**Problem to work on:** No line of the records may be dropped; print them all again exactly.

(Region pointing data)

┌──

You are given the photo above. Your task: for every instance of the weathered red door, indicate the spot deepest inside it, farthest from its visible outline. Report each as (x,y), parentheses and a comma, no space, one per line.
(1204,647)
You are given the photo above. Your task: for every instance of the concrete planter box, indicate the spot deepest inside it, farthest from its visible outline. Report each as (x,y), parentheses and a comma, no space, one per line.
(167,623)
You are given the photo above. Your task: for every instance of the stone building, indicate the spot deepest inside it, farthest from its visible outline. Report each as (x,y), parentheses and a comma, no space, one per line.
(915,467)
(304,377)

└──

**Written solution:**
You are given the photo above. Your task: for every instance of the weathered red door, indicate the spot deepest inside it, farthest from its visible outline. Report each as (x,y), parentheses and a comma, no space, one per line.
(1204,647)
You are given the photo above. Your task: for every instance of the concrete planter box, indicate the spot deepest inside it, farthest from its visible outline. Report each as (x,y), parentheses and a comma, no space, one per line.
(167,623)
You are given the photo above. Your task: for every instance of the stone building, indicate the spot deepest inside it, farthest from its visible outline. Report each as (x,y), parentheses and a comma, no space, one per line.
(915,467)
(304,377)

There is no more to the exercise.